- _Goal_:
Sum up the forum thread below about the delayed queue read in three sentences.
━━ Given text
Queue write increasingly delayed

almomo1 wrote on Wednesday, December 12, 2018:

Hi!
I have 2 tasks, one receiving data packets from an ASI PHY and the other reading those packets and clasifying them by ID in DDR3, and a 8-element-depth queue to communicate both tasks.
Task1 (priority 2) just programs a DMA and waits for the interrupt to occur; when the packet arrives, writes the pointer to the data into the queue (with portMAX_DELAY), and puts itself into blocked stated until Task2 sends a notify.
Task2 (priority 1) reads from the queue (with portMAX_DELAY), enters a switch/case to clasify it, send a notify to Task1 and then loop begins again.
The problem is that Task2 takes too much time to read from the queue. I checked that the pointer is written to the queue just after the interrupt ocurrs, but the pointer is read from the queue with some microseconds delay at first, then after a few miliseconds and finally, when the program has been run about 30 seconds, the delay from the pointer is written to the queue until it is read from the queue is about 40 miliseconds, which renders the system unsuable. When Task1 writes to queue, it gets blocked and Task1 is already blocked because it is waiting for the queue to be not empty, then idle task takes the processor, and 40 milisencods after that, Task2 is awaken to read from the queue.
Why doesn’t Task2 get to running state inmediately after Task1 has written to the queue? Why is this increasing delay from write to read?

Thanks!

rtel wrote on Wednesday, December 12, 2018:

Why doesn’t Task2 get to running state inmediately after Task1 has
written to the queue?

I would guess because the processor was doing something else - could it
be that it is continuously re-entering an ISR, or something like that?
As a first simple step you could wait until the problem manifests itself
then trigger a break point in the queue send function - stepping through
the code from there you should get to a point where a check is performed
to see if anything is blocked on the queue waiting for the data, and if
so, that task should be unblocked. What happens then depends on the
relative priorities, if the unblocked task has a higher priority than
the running task then a context switch should be performed before you
leave the queue send function. However in your case you indicate the
reading task has a lower priority, in which case the same task will keep
running, exit the queue send function, enter the function that blocks on
the event, and only then should the context switch occur. In any case,
you can check nothing else happens in between, and step through the
context switch too (vTaskSwitchContext() in tasks.c) to see which task
is selected to run next. An interesting measurement would be the time
between writing to the queue and vTaskSwitchContext() being called, as a
delay there would indicate the delay being in the sending task (between
writing to the queue and attempting to block).
━━━━
━━ Provided data
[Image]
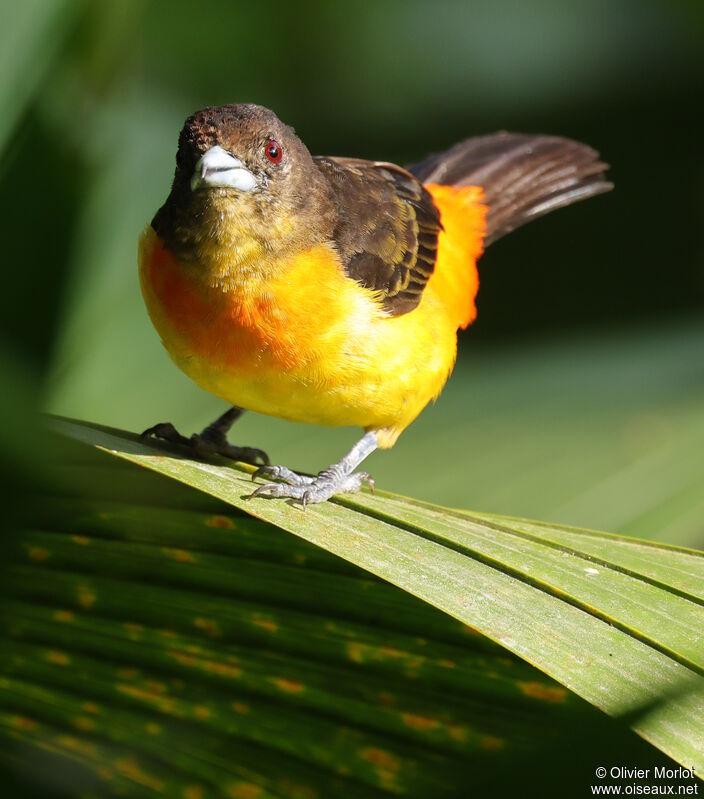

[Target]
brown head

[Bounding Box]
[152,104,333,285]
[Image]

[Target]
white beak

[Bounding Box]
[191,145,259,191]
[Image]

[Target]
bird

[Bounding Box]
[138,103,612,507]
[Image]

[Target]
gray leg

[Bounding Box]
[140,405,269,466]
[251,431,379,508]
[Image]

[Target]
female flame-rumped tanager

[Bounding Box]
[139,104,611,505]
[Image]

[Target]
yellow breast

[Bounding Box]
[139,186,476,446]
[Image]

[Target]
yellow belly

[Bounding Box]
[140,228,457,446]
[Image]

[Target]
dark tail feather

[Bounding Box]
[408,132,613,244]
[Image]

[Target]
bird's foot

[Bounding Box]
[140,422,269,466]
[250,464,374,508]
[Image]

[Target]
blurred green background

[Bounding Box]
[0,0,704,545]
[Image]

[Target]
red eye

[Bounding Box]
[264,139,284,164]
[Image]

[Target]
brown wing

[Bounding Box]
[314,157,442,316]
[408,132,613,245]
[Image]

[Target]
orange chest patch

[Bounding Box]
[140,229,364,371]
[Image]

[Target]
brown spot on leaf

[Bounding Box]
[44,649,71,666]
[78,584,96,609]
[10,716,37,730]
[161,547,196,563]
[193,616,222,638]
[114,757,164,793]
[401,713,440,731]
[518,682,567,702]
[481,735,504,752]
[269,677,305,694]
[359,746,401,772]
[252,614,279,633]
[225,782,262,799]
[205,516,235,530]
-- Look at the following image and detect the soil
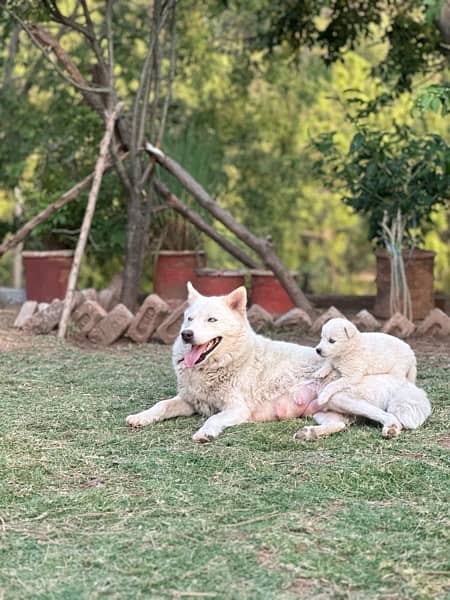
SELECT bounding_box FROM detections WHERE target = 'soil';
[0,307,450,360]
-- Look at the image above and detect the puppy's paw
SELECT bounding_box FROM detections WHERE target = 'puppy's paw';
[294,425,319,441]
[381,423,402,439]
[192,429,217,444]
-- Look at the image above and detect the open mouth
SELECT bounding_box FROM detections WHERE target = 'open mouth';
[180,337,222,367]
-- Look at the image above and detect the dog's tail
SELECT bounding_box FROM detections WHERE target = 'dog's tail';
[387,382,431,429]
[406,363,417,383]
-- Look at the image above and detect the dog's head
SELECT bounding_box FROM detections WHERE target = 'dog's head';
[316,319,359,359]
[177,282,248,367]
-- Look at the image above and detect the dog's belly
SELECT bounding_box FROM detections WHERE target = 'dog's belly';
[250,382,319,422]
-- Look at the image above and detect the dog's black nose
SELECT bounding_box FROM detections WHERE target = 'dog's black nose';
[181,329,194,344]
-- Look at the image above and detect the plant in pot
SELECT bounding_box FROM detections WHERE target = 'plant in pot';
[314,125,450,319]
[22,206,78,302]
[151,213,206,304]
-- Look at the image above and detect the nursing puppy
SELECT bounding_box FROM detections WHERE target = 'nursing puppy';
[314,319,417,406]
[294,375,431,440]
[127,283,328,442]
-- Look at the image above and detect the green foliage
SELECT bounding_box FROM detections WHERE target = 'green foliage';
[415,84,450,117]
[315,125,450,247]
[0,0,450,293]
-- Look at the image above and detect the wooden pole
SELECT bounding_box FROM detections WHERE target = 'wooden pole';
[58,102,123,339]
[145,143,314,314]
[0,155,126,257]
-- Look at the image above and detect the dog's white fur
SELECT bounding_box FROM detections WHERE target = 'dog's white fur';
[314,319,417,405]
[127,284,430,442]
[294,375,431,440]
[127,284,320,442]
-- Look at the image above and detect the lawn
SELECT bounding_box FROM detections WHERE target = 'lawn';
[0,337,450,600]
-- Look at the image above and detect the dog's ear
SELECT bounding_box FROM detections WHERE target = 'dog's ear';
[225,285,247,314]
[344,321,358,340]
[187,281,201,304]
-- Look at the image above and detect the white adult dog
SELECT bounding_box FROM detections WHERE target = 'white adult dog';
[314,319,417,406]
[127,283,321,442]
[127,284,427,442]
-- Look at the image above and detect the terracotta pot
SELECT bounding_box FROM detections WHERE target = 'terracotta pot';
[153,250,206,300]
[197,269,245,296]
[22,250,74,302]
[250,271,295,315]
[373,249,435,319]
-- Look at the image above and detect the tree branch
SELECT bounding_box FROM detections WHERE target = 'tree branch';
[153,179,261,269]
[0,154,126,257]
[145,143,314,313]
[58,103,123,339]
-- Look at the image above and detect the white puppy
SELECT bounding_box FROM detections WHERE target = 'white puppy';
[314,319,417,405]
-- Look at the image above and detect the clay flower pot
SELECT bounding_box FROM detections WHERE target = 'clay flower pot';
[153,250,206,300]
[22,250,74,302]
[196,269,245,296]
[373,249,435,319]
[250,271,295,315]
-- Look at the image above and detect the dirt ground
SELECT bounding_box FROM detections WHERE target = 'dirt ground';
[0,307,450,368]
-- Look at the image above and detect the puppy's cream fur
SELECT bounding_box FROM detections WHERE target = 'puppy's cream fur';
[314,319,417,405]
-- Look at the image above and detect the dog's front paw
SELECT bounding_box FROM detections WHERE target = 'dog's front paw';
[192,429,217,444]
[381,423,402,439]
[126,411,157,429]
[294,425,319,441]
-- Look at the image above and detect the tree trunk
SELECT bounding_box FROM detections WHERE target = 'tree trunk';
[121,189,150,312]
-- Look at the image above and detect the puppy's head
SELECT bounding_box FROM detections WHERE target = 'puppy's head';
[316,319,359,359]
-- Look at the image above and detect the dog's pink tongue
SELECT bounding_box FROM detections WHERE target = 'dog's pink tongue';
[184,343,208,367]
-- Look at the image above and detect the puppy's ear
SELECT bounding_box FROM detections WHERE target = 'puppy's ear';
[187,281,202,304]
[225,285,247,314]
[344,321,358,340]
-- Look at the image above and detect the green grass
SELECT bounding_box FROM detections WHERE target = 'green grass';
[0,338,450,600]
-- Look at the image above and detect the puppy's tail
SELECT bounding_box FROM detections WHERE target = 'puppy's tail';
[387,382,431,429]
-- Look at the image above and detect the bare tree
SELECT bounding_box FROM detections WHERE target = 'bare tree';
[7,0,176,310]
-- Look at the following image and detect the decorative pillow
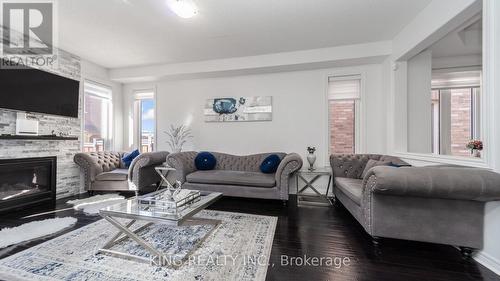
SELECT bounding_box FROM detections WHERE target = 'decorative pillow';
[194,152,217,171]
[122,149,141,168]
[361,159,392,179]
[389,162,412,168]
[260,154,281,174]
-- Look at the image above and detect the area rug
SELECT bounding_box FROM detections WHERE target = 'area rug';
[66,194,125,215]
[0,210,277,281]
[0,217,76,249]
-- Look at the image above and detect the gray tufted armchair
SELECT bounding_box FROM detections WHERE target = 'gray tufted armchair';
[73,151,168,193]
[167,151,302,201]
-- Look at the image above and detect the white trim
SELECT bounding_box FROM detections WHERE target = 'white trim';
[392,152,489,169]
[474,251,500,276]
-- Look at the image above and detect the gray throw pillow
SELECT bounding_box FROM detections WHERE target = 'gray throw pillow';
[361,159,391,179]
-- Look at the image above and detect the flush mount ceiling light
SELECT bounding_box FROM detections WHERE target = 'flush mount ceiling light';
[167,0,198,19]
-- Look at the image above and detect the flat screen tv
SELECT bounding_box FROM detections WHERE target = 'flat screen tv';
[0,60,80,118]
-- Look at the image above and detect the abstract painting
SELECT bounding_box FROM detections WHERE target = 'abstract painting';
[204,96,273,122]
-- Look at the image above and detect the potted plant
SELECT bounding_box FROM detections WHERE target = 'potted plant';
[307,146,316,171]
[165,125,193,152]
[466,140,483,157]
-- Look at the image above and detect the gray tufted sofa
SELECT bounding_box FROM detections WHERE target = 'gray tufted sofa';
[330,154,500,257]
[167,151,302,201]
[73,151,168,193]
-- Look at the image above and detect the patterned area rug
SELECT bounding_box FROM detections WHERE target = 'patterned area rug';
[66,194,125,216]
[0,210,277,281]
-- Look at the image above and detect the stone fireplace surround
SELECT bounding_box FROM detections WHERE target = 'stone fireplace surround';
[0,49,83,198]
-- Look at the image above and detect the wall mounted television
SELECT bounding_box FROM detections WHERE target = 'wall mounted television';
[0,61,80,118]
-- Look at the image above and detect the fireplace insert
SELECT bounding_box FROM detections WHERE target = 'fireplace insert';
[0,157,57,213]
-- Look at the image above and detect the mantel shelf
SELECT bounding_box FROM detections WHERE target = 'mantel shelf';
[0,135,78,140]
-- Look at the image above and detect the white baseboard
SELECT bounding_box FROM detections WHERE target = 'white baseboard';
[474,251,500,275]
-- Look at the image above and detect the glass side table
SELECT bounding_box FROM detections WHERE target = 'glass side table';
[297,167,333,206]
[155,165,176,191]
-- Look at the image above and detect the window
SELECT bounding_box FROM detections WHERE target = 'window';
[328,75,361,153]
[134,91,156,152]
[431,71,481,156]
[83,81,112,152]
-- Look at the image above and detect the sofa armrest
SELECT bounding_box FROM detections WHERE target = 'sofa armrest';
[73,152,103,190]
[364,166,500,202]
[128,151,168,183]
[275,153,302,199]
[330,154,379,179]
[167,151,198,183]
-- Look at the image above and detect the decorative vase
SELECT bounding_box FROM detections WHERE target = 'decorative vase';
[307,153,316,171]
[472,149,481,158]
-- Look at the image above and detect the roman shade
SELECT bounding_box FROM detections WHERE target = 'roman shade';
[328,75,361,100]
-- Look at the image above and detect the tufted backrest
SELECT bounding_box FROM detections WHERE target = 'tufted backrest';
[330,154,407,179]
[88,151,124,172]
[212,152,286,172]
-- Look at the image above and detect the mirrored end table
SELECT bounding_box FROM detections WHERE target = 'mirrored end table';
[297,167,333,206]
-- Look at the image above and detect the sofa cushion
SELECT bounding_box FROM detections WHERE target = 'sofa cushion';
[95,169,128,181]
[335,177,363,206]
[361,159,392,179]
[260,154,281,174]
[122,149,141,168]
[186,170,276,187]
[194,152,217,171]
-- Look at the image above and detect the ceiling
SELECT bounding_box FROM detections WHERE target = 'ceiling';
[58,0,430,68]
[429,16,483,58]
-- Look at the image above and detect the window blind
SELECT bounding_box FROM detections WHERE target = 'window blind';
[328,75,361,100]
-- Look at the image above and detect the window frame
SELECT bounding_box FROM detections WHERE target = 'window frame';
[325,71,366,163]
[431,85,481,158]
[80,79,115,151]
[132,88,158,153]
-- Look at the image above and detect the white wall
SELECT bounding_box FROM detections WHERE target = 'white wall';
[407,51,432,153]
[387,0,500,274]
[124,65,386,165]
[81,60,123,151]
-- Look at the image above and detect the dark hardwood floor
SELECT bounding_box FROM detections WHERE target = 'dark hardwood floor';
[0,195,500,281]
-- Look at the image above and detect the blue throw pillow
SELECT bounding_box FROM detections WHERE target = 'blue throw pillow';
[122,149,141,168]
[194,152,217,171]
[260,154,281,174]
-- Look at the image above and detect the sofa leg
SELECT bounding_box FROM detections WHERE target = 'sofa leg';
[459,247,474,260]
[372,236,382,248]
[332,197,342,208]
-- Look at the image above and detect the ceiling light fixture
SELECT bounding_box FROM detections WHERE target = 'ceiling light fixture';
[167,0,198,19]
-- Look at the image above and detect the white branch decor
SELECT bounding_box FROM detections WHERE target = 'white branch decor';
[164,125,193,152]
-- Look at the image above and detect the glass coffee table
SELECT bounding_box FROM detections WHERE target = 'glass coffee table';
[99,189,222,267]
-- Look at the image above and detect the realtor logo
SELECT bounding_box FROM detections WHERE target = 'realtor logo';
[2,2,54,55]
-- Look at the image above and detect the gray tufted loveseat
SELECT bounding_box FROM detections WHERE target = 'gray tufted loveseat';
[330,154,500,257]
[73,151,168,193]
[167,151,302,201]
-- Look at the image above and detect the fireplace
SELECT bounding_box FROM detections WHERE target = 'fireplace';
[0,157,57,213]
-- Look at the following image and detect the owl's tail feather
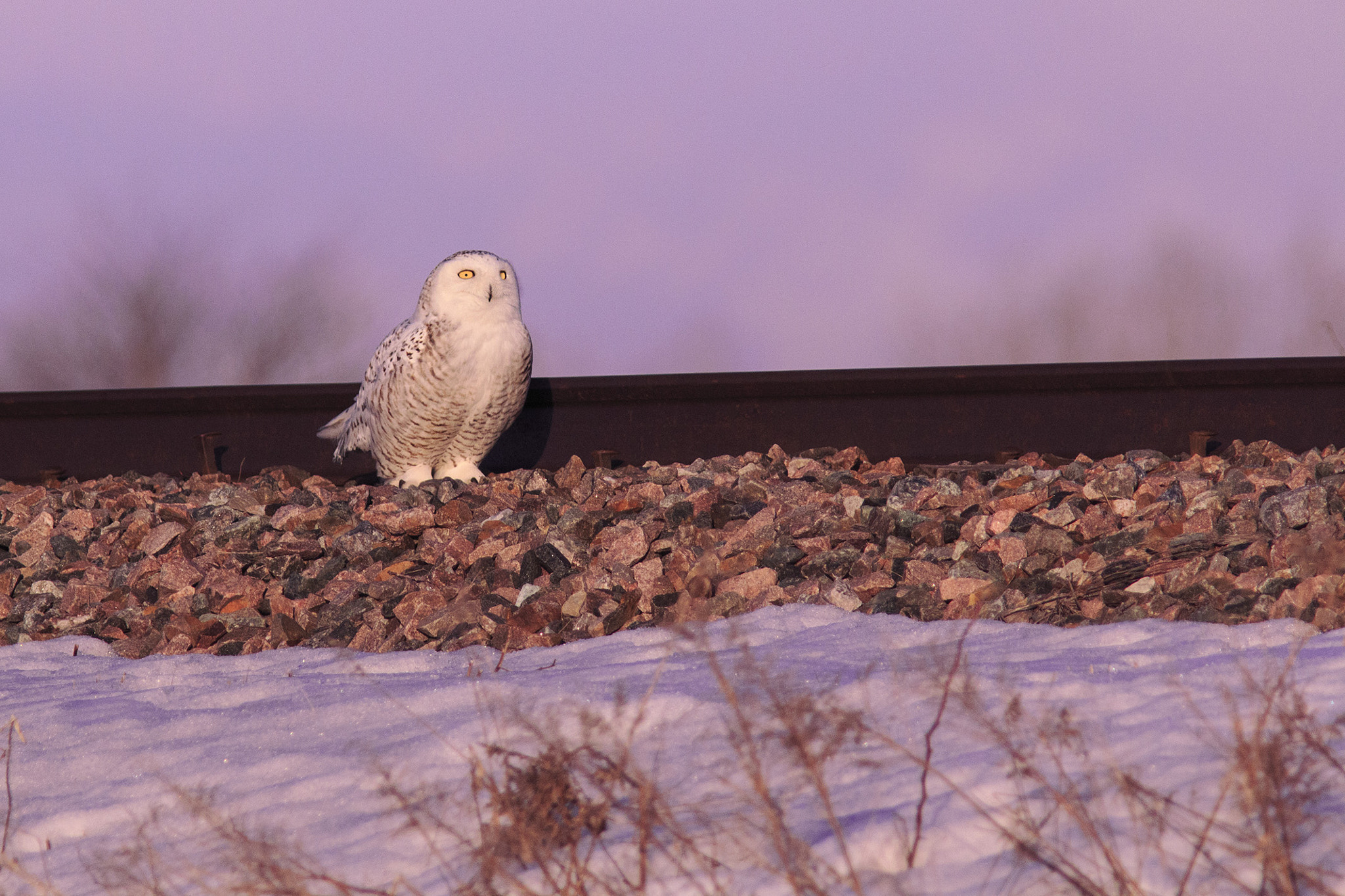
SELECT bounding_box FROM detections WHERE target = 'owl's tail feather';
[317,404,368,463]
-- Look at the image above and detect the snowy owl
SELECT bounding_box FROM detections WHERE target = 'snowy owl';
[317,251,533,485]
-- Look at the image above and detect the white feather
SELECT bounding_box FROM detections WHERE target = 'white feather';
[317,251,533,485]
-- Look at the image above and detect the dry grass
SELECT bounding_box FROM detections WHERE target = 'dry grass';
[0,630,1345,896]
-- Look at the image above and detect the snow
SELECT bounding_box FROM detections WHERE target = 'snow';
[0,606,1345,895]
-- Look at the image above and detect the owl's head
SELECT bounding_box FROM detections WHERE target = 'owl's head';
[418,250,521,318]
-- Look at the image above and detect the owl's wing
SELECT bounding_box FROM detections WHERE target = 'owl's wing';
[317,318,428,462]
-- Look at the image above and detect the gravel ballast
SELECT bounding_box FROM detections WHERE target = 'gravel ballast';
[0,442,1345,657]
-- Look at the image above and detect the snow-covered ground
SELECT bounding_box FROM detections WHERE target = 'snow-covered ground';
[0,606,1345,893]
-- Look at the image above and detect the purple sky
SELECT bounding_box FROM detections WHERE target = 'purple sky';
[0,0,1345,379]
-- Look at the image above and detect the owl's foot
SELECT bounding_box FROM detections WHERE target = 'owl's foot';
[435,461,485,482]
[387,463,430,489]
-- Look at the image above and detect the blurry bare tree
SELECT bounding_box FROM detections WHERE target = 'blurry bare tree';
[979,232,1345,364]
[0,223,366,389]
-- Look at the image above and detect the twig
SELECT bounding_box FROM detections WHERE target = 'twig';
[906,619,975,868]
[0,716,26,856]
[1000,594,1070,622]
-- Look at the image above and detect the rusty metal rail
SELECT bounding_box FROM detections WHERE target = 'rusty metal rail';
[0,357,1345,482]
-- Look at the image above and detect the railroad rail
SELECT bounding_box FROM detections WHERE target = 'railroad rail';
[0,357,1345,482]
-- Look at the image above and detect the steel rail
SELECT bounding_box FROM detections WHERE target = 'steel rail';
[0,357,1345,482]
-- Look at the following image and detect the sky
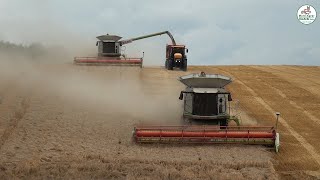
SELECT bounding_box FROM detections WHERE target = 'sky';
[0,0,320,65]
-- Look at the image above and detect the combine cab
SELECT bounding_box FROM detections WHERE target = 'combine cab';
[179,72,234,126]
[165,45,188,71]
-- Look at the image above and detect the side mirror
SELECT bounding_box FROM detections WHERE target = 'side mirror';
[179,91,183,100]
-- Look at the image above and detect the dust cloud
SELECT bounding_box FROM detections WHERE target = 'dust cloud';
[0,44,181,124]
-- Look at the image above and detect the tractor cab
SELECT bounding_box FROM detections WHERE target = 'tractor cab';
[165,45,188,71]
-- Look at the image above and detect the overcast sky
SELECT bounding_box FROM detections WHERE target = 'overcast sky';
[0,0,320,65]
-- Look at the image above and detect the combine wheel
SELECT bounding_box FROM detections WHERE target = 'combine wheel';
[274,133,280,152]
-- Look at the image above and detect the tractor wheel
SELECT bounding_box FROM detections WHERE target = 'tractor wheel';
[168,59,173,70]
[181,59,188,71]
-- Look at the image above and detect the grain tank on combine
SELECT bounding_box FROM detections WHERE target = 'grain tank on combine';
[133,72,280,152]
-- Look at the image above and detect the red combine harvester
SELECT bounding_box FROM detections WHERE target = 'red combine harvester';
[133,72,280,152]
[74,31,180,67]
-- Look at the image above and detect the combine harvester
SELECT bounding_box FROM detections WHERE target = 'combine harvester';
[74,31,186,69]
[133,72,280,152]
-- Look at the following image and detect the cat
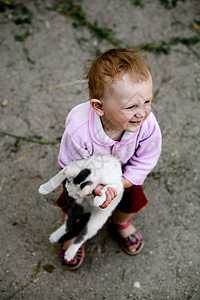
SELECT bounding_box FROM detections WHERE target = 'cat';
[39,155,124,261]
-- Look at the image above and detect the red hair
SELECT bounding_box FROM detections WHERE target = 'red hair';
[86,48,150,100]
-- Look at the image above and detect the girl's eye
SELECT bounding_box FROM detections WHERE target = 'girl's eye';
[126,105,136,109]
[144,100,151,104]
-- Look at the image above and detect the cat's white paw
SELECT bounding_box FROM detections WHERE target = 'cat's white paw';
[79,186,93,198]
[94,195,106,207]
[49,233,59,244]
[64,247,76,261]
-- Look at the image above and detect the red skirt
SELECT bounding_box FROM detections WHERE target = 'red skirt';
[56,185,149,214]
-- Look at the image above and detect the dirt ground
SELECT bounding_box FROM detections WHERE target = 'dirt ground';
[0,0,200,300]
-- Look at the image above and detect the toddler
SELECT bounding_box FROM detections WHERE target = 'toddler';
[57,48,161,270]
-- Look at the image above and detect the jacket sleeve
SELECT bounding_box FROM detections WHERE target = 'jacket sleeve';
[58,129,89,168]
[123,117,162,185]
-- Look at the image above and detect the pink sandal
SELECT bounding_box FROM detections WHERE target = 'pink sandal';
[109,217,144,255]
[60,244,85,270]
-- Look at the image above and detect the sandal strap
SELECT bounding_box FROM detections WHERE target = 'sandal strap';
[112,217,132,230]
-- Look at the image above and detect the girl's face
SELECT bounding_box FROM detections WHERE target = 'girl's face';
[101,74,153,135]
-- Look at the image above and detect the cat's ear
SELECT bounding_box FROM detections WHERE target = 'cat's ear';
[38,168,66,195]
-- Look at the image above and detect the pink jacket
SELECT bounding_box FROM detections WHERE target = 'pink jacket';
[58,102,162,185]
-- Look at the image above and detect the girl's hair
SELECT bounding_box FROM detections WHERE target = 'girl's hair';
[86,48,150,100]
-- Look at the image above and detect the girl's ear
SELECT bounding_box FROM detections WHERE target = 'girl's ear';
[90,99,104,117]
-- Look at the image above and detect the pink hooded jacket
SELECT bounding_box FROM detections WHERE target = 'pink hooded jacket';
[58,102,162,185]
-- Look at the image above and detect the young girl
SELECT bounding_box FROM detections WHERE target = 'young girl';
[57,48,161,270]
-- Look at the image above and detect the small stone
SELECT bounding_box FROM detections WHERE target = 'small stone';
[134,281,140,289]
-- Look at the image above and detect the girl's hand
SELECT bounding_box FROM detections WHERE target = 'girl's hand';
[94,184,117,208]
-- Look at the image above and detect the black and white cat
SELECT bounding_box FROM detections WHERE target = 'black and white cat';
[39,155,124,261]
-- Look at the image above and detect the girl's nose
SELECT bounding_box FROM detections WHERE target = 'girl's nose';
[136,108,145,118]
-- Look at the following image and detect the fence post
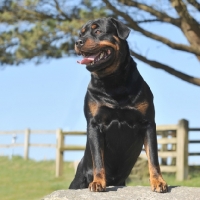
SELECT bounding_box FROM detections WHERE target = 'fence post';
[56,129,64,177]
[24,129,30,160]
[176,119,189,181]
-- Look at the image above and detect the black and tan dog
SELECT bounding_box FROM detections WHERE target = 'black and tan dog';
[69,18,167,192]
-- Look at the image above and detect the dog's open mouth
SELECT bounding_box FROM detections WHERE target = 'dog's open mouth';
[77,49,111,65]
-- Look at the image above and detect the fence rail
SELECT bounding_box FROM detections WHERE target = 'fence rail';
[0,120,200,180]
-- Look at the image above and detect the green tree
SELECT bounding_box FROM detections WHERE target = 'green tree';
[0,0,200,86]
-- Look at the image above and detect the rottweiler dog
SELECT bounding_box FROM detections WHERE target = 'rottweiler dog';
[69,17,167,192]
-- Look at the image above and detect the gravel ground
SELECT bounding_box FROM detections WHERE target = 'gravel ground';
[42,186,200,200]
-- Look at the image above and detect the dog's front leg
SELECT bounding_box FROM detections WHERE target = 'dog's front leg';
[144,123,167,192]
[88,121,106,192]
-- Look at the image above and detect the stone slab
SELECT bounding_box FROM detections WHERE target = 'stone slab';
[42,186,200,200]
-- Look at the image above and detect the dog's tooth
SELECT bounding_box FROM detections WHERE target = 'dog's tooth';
━━━━
- _Output below_:
almomo1 describes two tasks linked by an eight-element queue: a priority 2 task writes pointers to packets received from an ASI PHY, and a priority 1 task reads them and sorts them by ID. The delay between writing a pointer and reading it grows from microseconds to about 40 milliseconds after roughly 30 seconds, which makes the system unusable. rtel guesses that the processor is busy with something else, such as repeatedly re-entering an ISR, and suggests setting a breakpoint in the queue send function and stepping through the code, including vTaskSwitchContext(), to see which task is picked to run next.